# This brought me to tears.



## Nikitta (Nov 10, 2011)

This was no one I know. It was an article I read on line. It brought me to tears. We have all had to go through this..........
Today I drove my dog to the vet.
She couldn't walk so I had to carry her out of my office and out to the truck. When I eased her onto the back seat she hardly moved.
Last week she moved a lot. We went to the beach where she always had the run of the house. She loved her morning and evening walks through the neighborhood. She loved barking at the neighbor's dog. She loved hanging out in the living room and sneaking food. She acted like it was her house, because it was.
Even this morning she was moving. I let her out and she chased a squirrel. Then she came in and curled up on the couch near my desk for several hours, something she did more and more often once her kidneys began to fail. When I came downstairs after lunch she was lying on the floor and tried to get up but her back legs buckled and she fell. I stroked her head and watched her chest heave. Her gums were white and her tongue was gray.
-------------------------
■ **Set problem A**
In the forum post about taking a dog to the vet, what did the dog chase when she was let out that morning?
■ **Set problem B**
Carry on the forum post about taking a dog to the vet, starting right after its final sentence.

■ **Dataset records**
-------------------------
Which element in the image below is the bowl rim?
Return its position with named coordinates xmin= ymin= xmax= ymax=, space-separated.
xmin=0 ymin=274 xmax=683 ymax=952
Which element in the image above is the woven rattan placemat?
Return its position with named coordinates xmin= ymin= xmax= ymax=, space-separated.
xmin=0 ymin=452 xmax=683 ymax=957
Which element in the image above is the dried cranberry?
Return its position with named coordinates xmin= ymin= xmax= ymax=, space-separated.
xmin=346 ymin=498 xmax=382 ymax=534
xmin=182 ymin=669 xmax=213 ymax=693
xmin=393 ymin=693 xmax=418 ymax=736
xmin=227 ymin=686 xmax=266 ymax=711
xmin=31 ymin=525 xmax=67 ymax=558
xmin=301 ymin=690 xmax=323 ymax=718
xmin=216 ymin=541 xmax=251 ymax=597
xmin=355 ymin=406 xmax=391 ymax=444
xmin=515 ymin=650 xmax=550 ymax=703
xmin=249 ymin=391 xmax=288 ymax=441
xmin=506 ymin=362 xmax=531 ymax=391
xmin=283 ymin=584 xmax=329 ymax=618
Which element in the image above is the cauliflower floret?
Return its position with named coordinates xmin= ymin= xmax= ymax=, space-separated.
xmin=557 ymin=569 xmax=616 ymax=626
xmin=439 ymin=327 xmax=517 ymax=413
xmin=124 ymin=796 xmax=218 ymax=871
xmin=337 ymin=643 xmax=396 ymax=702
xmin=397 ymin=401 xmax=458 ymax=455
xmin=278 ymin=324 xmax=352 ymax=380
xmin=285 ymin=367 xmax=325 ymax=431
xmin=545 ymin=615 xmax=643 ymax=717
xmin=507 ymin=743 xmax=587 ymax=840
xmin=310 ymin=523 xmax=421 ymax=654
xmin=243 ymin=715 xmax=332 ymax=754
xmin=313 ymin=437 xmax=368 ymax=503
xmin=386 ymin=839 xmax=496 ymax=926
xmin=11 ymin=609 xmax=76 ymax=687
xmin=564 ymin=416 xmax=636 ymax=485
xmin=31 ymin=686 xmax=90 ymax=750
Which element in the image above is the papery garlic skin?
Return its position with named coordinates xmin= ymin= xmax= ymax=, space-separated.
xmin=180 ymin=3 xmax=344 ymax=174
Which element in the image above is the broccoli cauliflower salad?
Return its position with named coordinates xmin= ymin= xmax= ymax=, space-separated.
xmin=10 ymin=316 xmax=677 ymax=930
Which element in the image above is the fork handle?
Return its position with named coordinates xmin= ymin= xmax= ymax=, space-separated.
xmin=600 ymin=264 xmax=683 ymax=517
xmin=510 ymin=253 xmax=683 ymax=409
-------------------------
■ **Expected output A**
A squirrel.

■ **Expected output B**
I carried her into the vet's office and lay her on her side on the table. She tried to raise her head to sniff but couldn't. Her breathing was rapid and labored and she squirmed in evident pain.
The vet told me she something must have ruptured and she was bleeding internally. He discussed potential treatment plans involving heroic measures unlikely to make a difference. Then he paused and I cringed. For months I had known what was coming next.
My dog wasn't a great dog. She was scared of storms and tore up carpet and doors and walls trying to escape the crash of thunder; I spent too many nights beside her while she shivered in fear. She loved people but hated other dogs, once turning harmful intent into harsh reality.
But she was a pretty good dog. Many of the qualities we love to see in people--loyalty, modesty, caring, and enthusiasm--she exhibited in full. Many of the things we do not like to see in people--duplicity, greed, malice, and selfishness--she was completely innocent of. She was just a dog and never tried to be anything else. I admired her for that and wished I could be more like her.
I watched as the vet shaved her leg and searched for a vein. My dog flinched a couple times and tried to move but I held my chest across her body and rested my cheek on the back of her head to keep her still. Then he nodded to me and pushed the plunger and I stroked the top of her head and the band of darker fur between her shoulder blades and I held my face close to her ear and whispered that she was a good dog and it was okay even though the last was a lie. I felt her chest stop moving. I blinked away tears and her pupils were fixed and she was gone.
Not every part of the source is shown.